> [Instructions for the task] Give the lines as a Markdown table with the columns n and Line, starting at the first line and ending at the line that contains "<point>593,203</point>", leaving out any blank lines. Put the row number under n and the line itself under Line.

> [Records supplied]
------------------------------

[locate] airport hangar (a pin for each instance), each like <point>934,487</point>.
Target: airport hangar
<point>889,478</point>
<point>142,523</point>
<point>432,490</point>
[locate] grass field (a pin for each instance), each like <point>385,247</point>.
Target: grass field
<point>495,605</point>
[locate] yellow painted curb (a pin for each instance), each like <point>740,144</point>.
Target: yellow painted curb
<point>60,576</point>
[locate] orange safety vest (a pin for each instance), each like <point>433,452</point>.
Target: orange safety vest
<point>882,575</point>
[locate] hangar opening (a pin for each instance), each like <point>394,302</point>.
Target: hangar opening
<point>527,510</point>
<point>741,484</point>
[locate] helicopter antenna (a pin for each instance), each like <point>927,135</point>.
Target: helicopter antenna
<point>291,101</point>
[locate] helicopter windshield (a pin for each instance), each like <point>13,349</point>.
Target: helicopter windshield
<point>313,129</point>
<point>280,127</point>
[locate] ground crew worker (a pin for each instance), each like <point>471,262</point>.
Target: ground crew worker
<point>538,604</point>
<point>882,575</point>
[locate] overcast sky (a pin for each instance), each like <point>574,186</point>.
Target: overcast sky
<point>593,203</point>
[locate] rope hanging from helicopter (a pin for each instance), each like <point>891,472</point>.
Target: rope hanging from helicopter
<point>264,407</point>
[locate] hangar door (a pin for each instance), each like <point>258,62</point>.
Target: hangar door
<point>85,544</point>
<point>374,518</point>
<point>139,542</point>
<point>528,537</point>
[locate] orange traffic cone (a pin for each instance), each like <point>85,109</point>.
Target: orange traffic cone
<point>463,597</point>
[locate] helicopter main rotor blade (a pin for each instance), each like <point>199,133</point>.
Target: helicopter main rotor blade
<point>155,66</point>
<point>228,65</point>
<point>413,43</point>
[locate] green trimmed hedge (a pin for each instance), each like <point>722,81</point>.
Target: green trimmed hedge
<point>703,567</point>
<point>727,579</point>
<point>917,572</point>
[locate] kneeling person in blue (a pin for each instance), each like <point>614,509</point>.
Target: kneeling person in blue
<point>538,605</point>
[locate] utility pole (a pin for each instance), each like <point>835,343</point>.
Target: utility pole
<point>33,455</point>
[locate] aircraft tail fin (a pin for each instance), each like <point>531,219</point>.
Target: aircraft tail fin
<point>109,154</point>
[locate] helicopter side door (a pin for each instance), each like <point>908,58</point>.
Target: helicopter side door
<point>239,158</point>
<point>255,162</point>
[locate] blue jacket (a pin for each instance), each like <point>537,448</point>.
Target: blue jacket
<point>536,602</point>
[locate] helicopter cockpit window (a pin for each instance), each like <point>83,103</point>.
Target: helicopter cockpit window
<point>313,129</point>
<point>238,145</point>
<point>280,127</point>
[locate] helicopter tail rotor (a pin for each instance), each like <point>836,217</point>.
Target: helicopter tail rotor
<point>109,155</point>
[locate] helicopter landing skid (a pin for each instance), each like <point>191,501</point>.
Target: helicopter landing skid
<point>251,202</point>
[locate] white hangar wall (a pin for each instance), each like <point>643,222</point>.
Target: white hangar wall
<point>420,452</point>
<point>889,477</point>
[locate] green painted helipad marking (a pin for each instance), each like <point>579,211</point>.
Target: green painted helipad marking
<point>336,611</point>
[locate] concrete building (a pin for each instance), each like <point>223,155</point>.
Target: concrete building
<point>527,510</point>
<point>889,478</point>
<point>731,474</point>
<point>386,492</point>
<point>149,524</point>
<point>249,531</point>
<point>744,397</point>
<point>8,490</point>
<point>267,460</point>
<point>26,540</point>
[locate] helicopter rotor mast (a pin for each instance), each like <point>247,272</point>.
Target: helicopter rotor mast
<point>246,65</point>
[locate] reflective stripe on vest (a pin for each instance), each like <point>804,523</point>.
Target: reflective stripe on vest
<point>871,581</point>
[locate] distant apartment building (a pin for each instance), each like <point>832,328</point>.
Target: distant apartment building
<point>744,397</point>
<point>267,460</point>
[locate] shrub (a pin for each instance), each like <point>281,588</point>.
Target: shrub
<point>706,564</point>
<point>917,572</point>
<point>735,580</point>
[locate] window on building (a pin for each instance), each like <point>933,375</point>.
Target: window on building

------------------------------

> [Solution to the exercise]
| n | Line |
|---|---|
| 1 | [locate] airport hangar (a pin for each instance), each like <point>934,487</point>. |
| 2 | Target: airport hangar |
| 3 | <point>889,478</point> |
| 4 | <point>142,523</point> |
| 5 | <point>432,490</point> |
| 6 | [locate] grass field (a pin for each instance), each like <point>385,247</point>. |
| 7 | Target: grass field |
| 8 | <point>495,605</point> |
| 9 | [locate] yellow painted curb (a pin for each instance), each like <point>740,144</point>. |
| 10 | Target: yellow painted curb |
| 11 | <point>60,576</point> |
| 12 | [locate] orange safety vest (a pin for each instance), each like <point>433,452</point>. |
| 13 | Target: orange safety vest |
| 14 | <point>882,575</point> |
| 15 | [locate] hangar opening (a pin for each instance), each like <point>394,302</point>. |
| 16 | Target: hangar opening |
| 17 | <point>527,510</point> |
| 18 | <point>741,484</point> |
| 19 | [locate] helicopter antenna (a pin for each instance), each like <point>927,135</point>. |
| 20 | Target: helicopter antenna |
| 21 | <point>291,101</point> |
| 22 | [locate] helicopter windshield (a pin for each instance), each like <point>13,349</point>. |
| 23 | Target: helicopter windshield |
| 24 | <point>313,129</point> |
| 25 | <point>280,127</point> |
| 26 | [locate] ground crew worker (a pin for each instance), each like <point>471,262</point>. |
| 27 | Target: ground crew worker |
| 28 | <point>538,604</point> |
| 29 | <point>882,575</point> |
| 30 | [locate] overcast sky (a pin for each instance), each like <point>574,186</point>. |
| 31 | Target: overcast sky |
| 32 | <point>593,203</point> |